REQUIREMENT: In the records below, find each line containing the word "green" and copy it.

DATA:
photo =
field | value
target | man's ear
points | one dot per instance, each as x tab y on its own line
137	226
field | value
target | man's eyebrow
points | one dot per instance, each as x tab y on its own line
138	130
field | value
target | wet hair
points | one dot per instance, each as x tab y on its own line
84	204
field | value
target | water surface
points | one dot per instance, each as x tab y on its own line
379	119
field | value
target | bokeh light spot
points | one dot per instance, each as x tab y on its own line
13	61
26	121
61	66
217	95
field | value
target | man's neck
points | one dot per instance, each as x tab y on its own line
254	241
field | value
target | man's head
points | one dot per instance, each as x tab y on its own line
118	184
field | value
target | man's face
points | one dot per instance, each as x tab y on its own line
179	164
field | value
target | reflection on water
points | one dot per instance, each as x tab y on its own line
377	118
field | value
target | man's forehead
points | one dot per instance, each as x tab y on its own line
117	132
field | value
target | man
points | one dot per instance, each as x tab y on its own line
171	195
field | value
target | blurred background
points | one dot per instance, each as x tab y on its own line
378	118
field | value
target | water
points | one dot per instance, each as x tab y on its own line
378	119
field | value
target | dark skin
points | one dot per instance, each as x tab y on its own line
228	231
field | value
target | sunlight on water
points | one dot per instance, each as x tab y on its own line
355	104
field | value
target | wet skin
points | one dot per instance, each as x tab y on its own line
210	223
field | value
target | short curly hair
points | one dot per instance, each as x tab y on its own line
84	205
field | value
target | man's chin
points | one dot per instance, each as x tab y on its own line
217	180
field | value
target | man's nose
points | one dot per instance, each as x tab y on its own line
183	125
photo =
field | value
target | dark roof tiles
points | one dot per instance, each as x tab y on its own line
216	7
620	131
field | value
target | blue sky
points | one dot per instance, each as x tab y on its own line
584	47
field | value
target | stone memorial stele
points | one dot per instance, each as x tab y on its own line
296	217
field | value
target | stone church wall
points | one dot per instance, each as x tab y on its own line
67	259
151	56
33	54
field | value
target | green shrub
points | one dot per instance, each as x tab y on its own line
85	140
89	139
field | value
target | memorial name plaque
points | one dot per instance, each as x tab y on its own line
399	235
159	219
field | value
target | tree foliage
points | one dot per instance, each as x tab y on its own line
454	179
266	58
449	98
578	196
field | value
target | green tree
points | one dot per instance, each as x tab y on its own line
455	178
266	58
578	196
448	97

EXERCISE OUTPUT:
target | green shrub
target | green tree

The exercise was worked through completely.